- Aim of the exercise -
Reproduce the records precisely. Omit every picture.

- Data supplied -

..........

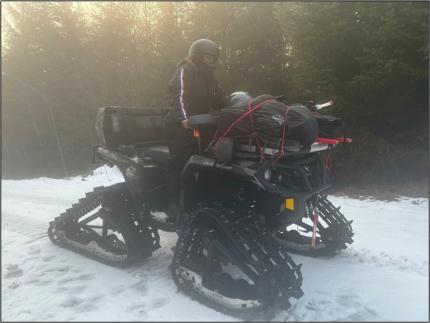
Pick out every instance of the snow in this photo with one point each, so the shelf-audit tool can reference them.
(382, 276)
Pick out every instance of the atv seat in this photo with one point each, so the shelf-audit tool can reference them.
(159, 153)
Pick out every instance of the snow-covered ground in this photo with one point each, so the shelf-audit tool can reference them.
(382, 276)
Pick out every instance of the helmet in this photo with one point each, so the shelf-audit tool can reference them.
(205, 51)
(239, 98)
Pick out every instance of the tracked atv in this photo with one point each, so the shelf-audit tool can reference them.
(239, 216)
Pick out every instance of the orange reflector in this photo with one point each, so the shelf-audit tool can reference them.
(289, 203)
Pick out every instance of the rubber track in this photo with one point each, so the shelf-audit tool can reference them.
(137, 234)
(274, 266)
(335, 237)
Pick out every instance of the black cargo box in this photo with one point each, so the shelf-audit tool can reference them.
(127, 126)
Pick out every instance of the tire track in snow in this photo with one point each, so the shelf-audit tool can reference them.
(383, 259)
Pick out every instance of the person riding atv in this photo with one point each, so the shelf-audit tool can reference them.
(247, 199)
(193, 90)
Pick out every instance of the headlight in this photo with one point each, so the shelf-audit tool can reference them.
(267, 174)
(130, 172)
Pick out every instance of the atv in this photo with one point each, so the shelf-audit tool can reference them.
(239, 217)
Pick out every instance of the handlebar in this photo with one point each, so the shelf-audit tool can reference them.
(200, 120)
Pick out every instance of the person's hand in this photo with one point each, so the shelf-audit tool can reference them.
(185, 124)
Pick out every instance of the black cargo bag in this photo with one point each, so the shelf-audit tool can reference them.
(269, 122)
(330, 127)
(127, 126)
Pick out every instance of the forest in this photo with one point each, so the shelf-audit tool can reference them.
(61, 61)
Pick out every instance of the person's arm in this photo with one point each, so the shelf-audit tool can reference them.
(182, 95)
(220, 99)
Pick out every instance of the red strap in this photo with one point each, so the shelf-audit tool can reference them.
(243, 116)
(281, 149)
(314, 228)
(257, 139)
(328, 161)
(329, 141)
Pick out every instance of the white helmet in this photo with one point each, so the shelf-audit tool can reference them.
(239, 98)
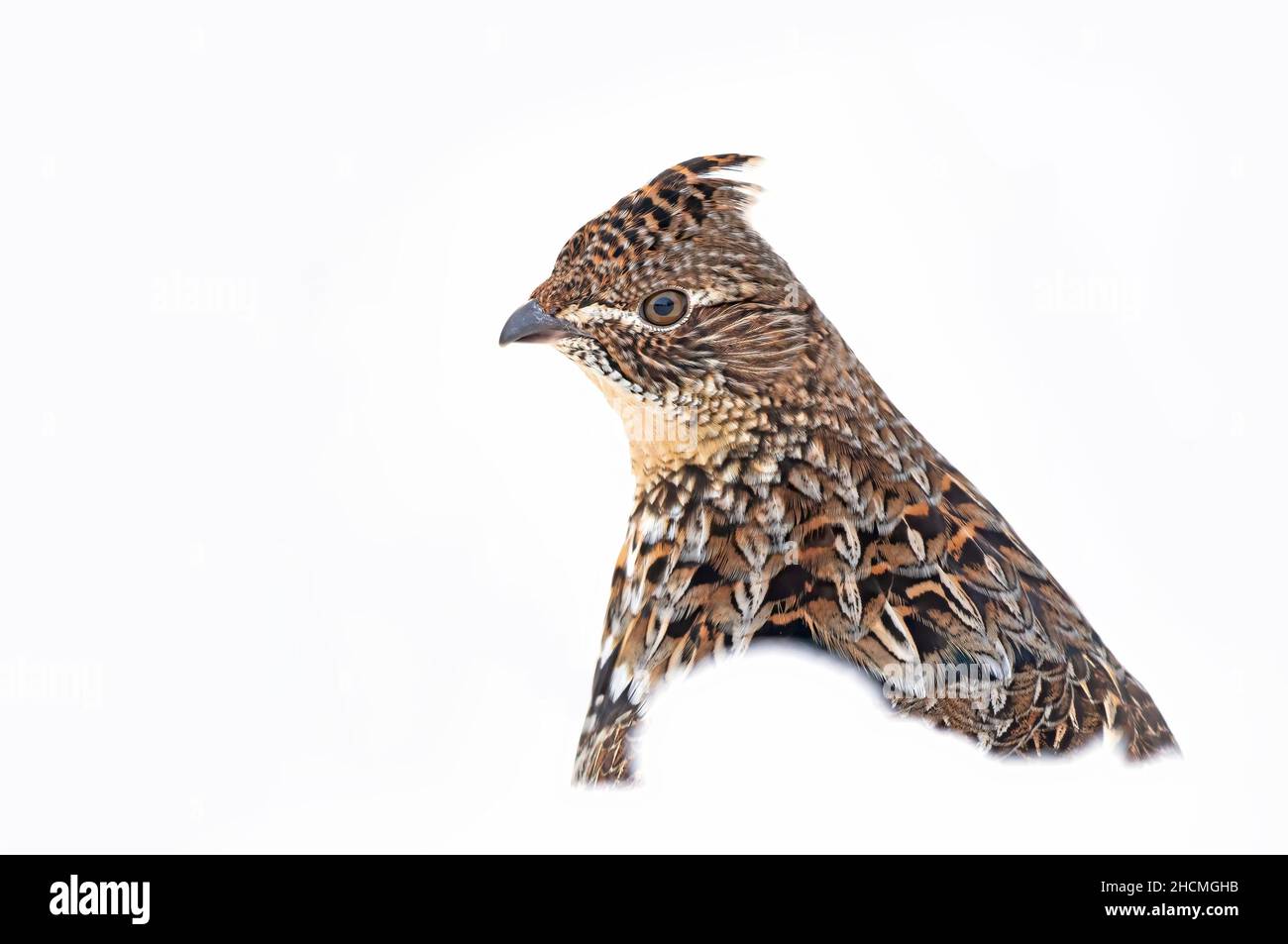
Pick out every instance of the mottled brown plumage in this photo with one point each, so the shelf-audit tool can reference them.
(781, 493)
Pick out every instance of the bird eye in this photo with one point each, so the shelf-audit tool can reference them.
(665, 308)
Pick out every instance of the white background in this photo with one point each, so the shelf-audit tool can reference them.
(292, 557)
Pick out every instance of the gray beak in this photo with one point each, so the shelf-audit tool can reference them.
(529, 323)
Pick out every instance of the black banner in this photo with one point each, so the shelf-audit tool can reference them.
(967, 895)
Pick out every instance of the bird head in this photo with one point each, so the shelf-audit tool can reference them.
(675, 305)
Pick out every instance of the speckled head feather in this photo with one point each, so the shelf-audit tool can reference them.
(780, 493)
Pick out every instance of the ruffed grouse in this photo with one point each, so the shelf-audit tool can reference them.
(781, 493)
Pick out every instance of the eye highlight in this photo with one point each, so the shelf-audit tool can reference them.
(665, 308)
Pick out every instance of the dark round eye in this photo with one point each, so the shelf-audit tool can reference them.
(665, 308)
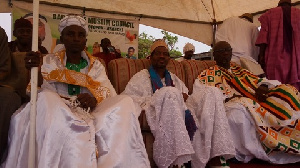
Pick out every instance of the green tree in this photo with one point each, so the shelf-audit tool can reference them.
(145, 42)
(171, 42)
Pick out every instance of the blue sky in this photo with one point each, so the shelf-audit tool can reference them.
(5, 22)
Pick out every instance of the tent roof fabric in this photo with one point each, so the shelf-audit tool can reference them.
(190, 18)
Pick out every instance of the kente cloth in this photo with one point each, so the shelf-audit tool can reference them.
(276, 119)
(165, 113)
(241, 35)
(157, 84)
(213, 137)
(92, 78)
(282, 61)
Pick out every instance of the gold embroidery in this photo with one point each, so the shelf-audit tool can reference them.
(77, 78)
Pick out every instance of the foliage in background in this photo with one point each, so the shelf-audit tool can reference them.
(145, 42)
(171, 42)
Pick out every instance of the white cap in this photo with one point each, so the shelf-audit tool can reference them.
(188, 47)
(72, 20)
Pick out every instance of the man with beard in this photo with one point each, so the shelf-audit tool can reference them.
(177, 132)
(81, 122)
(10, 100)
(188, 51)
(263, 114)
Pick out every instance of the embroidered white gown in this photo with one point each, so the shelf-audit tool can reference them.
(66, 139)
(165, 112)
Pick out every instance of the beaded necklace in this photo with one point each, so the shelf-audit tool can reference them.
(75, 89)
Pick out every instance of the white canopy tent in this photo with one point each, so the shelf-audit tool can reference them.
(189, 18)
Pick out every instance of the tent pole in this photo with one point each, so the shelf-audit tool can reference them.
(214, 26)
(34, 80)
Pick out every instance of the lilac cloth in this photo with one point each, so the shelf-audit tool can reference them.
(280, 65)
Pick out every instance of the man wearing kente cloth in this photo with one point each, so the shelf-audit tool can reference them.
(178, 135)
(262, 114)
(80, 120)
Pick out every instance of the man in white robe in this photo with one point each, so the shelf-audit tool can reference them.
(80, 120)
(241, 34)
(166, 112)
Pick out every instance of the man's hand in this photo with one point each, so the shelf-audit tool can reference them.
(87, 101)
(234, 96)
(32, 59)
(185, 96)
(261, 93)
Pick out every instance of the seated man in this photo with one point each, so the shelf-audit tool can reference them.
(162, 96)
(188, 51)
(263, 115)
(80, 120)
(10, 99)
(108, 52)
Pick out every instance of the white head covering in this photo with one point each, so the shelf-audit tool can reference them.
(72, 20)
(188, 47)
(158, 43)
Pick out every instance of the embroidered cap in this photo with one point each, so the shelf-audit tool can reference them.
(158, 43)
(72, 20)
(188, 47)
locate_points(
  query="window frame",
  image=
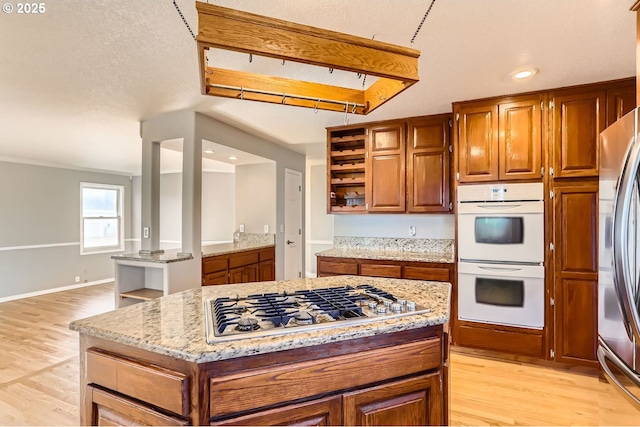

..........

- Response -
Pick out every instance of the snow in this photo with one point each, so the shelf-audit tool can reference them.
(382, 276)
Pick out every instance of the atv seat in this photo with one point each, so the shelf-audit tool can reference them.
(159, 153)
Pick out every instance of the snow-covered ground in this photo with one point each, so the shelf-audit tool can reference them.
(382, 276)
Pick out every instance of the helmet in this photo with one point each, so the shelf-audit tool can reference them.
(205, 51)
(239, 98)
Pick out every instance of the tracked atv in this photo with one point each, so the shelf-audit tool can reference them.
(239, 216)
Pick out every instance of the orange reflector in this photo with one point each, so the shelf-audit tool can reference them.
(289, 203)
Pick out every instance of the rubber track in this photo with one point each, so the shelf-audit tool can reference them.
(137, 234)
(274, 266)
(335, 237)
Pick out every instance of the black cargo box in this photo with one point each, so the shelf-audit tool can reference them.
(127, 126)
Pick out every instance of the tire track in snow in this photo with one point each, so the shelf-audit tool can reference them.
(383, 259)
Pick out every instance of the person riding atv in this photo with one point each, so the shelf-audit tool can reference them.
(247, 199)
(193, 90)
Pick out every instance of the headlight in this photo with one point each, so the shelf-audit tool can reference them.
(267, 174)
(130, 172)
Pick out every instance of the atv in this photo with one point each, so the shelf-audit tool can reference them.
(239, 217)
Pick out every instance of the handlebar in this photo with one point each, so the shelf-audit tool can reference them.
(200, 120)
Pick out every instance of the person's hand in this photo with one point each, so the shelf-audit tool can reference them.
(185, 124)
Pick out every instance of the black cargo bag in this photo with one point each, so the shelf-audit tool can reference them.
(269, 122)
(330, 127)
(127, 126)
Pick out every instance of the forest in this photo with one point each, so the shelf-audit tool can reference them.
(61, 61)
Pick out every instance of the person's arm in this photo with one point each, so the shelf-audit tool can reference them.
(182, 95)
(220, 99)
Pick out every instance of the red strap in this photo with one point each, so the shelf-audit tool can reference them.
(243, 116)
(281, 149)
(314, 228)
(257, 139)
(328, 161)
(329, 141)
Pick out every instance of the white helmet in this photo with one point each, so the shelf-audit tool can reference them.
(239, 98)
Pick out every instance of the mottled brown plumage in this photo with one point each, so the shelf-audit tool can reference them.
(781, 493)
Pick out every instance of the bird eye in this photo with one point each, so the shelf-audit tool can reference them.
(665, 308)
Pick out every instance of the white background in this photo with one point each, so the shelf-audit tool can reference them.
(292, 557)
Pick out every instance of the gray beak in this photo with one point each, so the shelf-audit tool can reference them.
(529, 323)
Pick out every instance of the black banner in this photo with one point each, so the shelf-audit tool can reference them.
(967, 895)
Pick out every instance of the bird head in this photo with one point each, so the shelf-audit tool can reference them.
(675, 305)
Pick out every instance of the speckled head feather in this photo with one point each, so the shelf-audit tool can reference them.
(780, 493)
Pick out every instance of the ruffed grouse in this photo with one point each, so the shelf-audit tool can reference them.
(781, 493)
Pick out every instance of the eye highlight in this photo with one point each, so the shelf-audit tool can reference them.
(665, 308)
Pick out every instance of the dark round eye in this photo with one point each, so the shelf-audit tool can reference them.
(665, 308)
Pick out every instance of the green tree in this photo with one point each, so the shelf-audit tool can reference them.
(145, 42)
(171, 42)
Pick out every instance of the blue sky in this photo with one point each, so the shelf-audit tool can reference them.
(5, 22)
Pick out every instance of the tent roof fabric in this photo with one point each, so the shelf-audit tool can reference them.
(190, 18)
Pick out every instance of the kente cloth in this photo with one point each, so the shelf-audit tool can reference them.
(276, 119)
(165, 113)
(241, 35)
(157, 84)
(213, 137)
(92, 78)
(282, 61)
Pick out every instance of the gold embroidery in this photo with one point each, so the shelf-audit tool can reference them.
(77, 78)
Pick out every instance of the foliage in background in this photo with one point each, so the shelf-audit tool can reference them.
(145, 42)
(171, 42)
Pick out every instance of the white cap in this photo with one point each, so the shelf-audit tool can reference them.
(188, 47)
(72, 20)
Pick out every instance of the man with beard in this photo with one point each, so the shelf-audit tool can reference them.
(177, 132)
(81, 122)
(10, 100)
(188, 51)
(263, 114)
Pick out every instance of the embroidered white gown in this photo with one point each, so the shelf-audit tool can reference them.
(66, 139)
(165, 112)
Pick out every instance of the beaded necklace in this photo with one point each, so the shelf-audit tool can reference them.
(75, 89)
Pick out every instance of the white canopy tent in this photo with one point each, so the shelf-audit tool can reference them.
(189, 18)
Pick out every instance of the tent pole in this photo with one point each, so the shelf-audit tool can reference them.
(214, 26)
(34, 80)
Pick out every instance of the lilac cloth in this photo with one point each, so the shelf-audit tool can reference them.
(280, 65)
Pick out every instance of the man wearing kente cloth in this photo with one point each, so the shelf-audit tool can reference them.
(178, 135)
(262, 114)
(80, 120)
Pick out every instance of the man in white robe in this photo with one point each, so the shelf-audit tool can reference them.
(80, 120)
(241, 34)
(166, 112)
Pick out every instance of the man's hand in this photo with one point each, so the shelf-audit tool can reference them.
(87, 101)
(234, 96)
(32, 59)
(185, 96)
(261, 93)
Pick out every instance of the seated man in this photo with one point each, so the shelf-audit tool can reference them.
(162, 96)
(188, 51)
(263, 115)
(80, 120)
(10, 99)
(108, 52)
Pick out every instance of the white head covering in this photo with one point each, so the shelf-audit tool can reference them.
(72, 20)
(188, 47)
(158, 43)
Pick out every instance of the embroidered cap in this photo with one point each, so the shelf-audit tool can reference them.
(158, 43)
(72, 20)
(188, 47)
locate_points(
  query="window frame",
  image=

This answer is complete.